----- 引用原文 -----

Spark job 的觸發

阿新 • • 發佈：2018-12-04

判斷是RDD action的操作的一個標誌是
其函式實現裡得有

sc.runJob

RDD 是怎麼觸發job的

以 rdd.count 為例

RDD.scala

/**
   * Return the number of elements in the RDD.
   */
  def count(): Long = sc.runJob(this, Utils.getIteratorSize _).sum

SparkContext.scala

/**
   * Run a job on all partitions in an RDD and return the results in an array.
   *
   * @param rdd target RDD to run tasks on
   * @param func a function to run on each partition of the RDD
   * @return in-memory collection with a result of the job (each collection element will contain
   * a result from one partition)
   */
  def runJob[T, U: ClassTag](rdd: RDD[T], func: Iterator[T] => U): Array[U] = {
    runJob(rdd, func, 0 until rdd.partitions.length)
  }

DataFrame 是怎麼觸發job的

以 df.count 為例
比rdd 要囉嗦很多

DataSet.scala

/**
   * Returns the number of rows in the Dataset.
   * @group action
   * @since 1.6.0
   */
  def count(): Long = withAction("count", groupBy().count().queryExecution) { plan =>
    plan.executeCollect().head.getLong(0)
  }

SparkPlan.scala

/**
   * Runs this query returning the result as an array.
   */
  def executeCollect(): Array[InternalRow] = {
    val byteArrayRdd = getByteArrayRdd()

    val results = ArrayBuffer[InternalRow]()
    byteArrayRdd.collect().foreach { countAndBytes =>
      decodeUnsafeRows(countAndBytes._2).foreach(results.+=)
    }
    results.toArray
  }

RDD.scala

/**
   * Return an array that contains all of the elements in this RDD.
   *
   * @note This method should only be used if the resulting array is expected to be small, as
   * all the data is loaded into the driver's memory.
   */
  def collect(): Array[T] = withScope {
    val results = sc.runJob(this, (iter: Iterator[T]) => iter.toArray)
    Array.concat(results: _*)
  }

SparkContext.scala

/**
   * Run a job on all partitions in an RDD and return the results in an array.
   *
   * @param rdd target RDD to run tasks on
   * @param func a function to run on each partition of the RDD
   * @return in-memory collection with a result of the job (each collection element will contain
   * a result from one partition)
   */
  def runJob[T, U: ClassTag](rdd: RDD[T], func: Iterator[T] => U): Array[U] = {
    runJob(rdd, func, 0 until rdd.partitions.length)
  }

至此殊途同歸

spark.read.parquet 也能觸發job

val df: DataFrame = spark.read.parquet("/tmp/spark-975aa02f-fa2e-4b03-a3bd-7d57e3927787/" +
      "part-00000-61784fcc-e6cc-4ea8-bb14-7405f680681d.snappy.parquet"

-----

* 練習題目
[A] 列出《Spark job 的觸發》一文中出現的所有 Scala 原始碼檔案名稱，重複出現的只列一次。
[B] 照錄《Spark job 的觸發》一文中介於「SparkPlan.scala」與「decodeUnsafeRows(countAndBytes._2).foreach(results.+=)」之間的文字，首尾兩處也包括在內。
[C] 從《Spark job 的觸發》一文最後顯示的內容之後接著寫下去。

----- 提供資料 -----

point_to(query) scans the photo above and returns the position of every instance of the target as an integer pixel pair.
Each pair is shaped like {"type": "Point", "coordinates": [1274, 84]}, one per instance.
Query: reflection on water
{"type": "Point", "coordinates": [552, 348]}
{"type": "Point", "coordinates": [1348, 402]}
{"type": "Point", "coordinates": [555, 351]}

-----

* 練習答案
[A] RDD.scala、SparkContext.scala、DataSet.scala、SparkPlan.scala

[B]
SparkPlan.scala

/**
   * Runs this query returning the result as an array.
   */
  def executeCollect(): Array[InternalRow] = {
    val byteArrayRdd = getByteArrayRdd()

    val results = ArrayBuffer[InternalRow]()
    byteArrayRdd.collect().foreach { countAndBytes =>
      decodeUnsafeRows(countAndBytes._2).foreach(results.+=)

[C]
DataFrameReader.scala

def parquet(path: String): DataFrame = {
    // This method ensures that calls that explicit need single argument works, see SPARK-16009
    parquet(Seq(path): _*)
  }

DataFrameReader.scala

def parquet(paths: String*): DataFrame = {
    format("parquet").load(paths: _*)
  }

DataFrameReader.scala

def load(paths: String*): DataFrame = {
    sparkSession.baseRelationToDataFrame(
      DataSource.apply(
        sparkSession,
        paths = paths,
        userSpecifiedSchema = userSpecifiedSchema,
        className = source,
        options = extraOptions.toMap).resolveRelation())
  }

DataSource.scala

def resolveRelation()
{
...
format.inferSchema(
        sparkSession,
        caseInsensitiveOptions,
        tempFileIndex.allFiles())
        ...
        }

ParquetFileFormat.scala

override def inferSchema()
{
...
ParquetFileFormat.mergeSchemasInParallel(filesToTouch, sparkSession)
...
}

ParquetFileFormat.scala

def mergeSchemasInParallel()
{
...
// Issues a Spark job to read Parquet schema in parallel.
    val partiallyMergedSchemas =
      sparkSession
        .sparkContext
        .parallelize(partialFileStatusInfo, numParallelism)
        .mapPartitions { iterator =>
          // Resembles fake `FileStatus`es with serialized path and length information.
          val fakeFileStatuses = iterator.map { case (path, length) =>
            new FileStatus(length, false, 0, 0, 0, 0, null, null, null, new Path(path))
          }.toSeq

          // Reads footers in multi-threaded manner within each task
          val footers =
            ParquetFileFormat.readParquetFootersInParallel(
              serializedConf.value, fakeFileStatuses, ignoreCorruptFiles)

          // Converter used to convert Parquet `MessageType` to Spark SQL `StructType`
          val converter = new ParquetToSparkSchemaConverter(
            assumeBinaryIsString = assumeBinaryIsString,
            assumeInt96IsTimestamp = assumeInt96IsTimestamp)
          if (footers.isEmpty) {
            Iterator.empty
          } else {
            var mergedSchema = ParquetFileFormat.readSchemaFromFooter(footers.head, converter)
            footers.tail.foreach { footer =>
              val schema = ParquetFileFormat.readSchemaFromFooter(footer, converter)
              try {
                mergedSchema = mergedSchema.merge(schema)
              } catch { case cause: SparkException =>
                throw new SparkException(
                  s"Failed merging schema of file ${footer.getFile}:\n${schema.treeString}", cause)
              }
            }
            Iterator.single(mergedSchema)
          }
        }.collect()
        ...
}

RDD.scala

/**
   * Return an array that contains all of the elements in this RDD.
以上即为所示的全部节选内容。